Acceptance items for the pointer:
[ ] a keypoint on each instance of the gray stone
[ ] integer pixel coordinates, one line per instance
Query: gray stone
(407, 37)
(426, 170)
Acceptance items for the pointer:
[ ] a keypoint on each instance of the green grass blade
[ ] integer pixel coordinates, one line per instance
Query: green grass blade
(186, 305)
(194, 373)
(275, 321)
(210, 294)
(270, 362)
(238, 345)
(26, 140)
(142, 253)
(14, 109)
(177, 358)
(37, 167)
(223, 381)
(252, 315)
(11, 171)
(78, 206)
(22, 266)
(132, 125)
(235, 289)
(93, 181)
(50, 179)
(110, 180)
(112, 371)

§

Restate, word for word, the final stretch of the entries above: the line containing "Query: gray stone" and every line after it, up to and including the last.

Query: gray stone
(407, 37)
(426, 170)
Acceptance items for the pointer:
[ ] a keypoint on each instance of the green grass blade
[ ] integer pixel coordinates, one line per instance
Query: green grass blade
(186, 305)
(194, 373)
(275, 321)
(210, 294)
(270, 362)
(238, 345)
(26, 140)
(142, 253)
(14, 109)
(177, 358)
(37, 167)
(223, 381)
(252, 315)
(11, 171)
(78, 206)
(22, 266)
(132, 125)
(235, 289)
(93, 181)
(50, 179)
(110, 180)
(112, 371)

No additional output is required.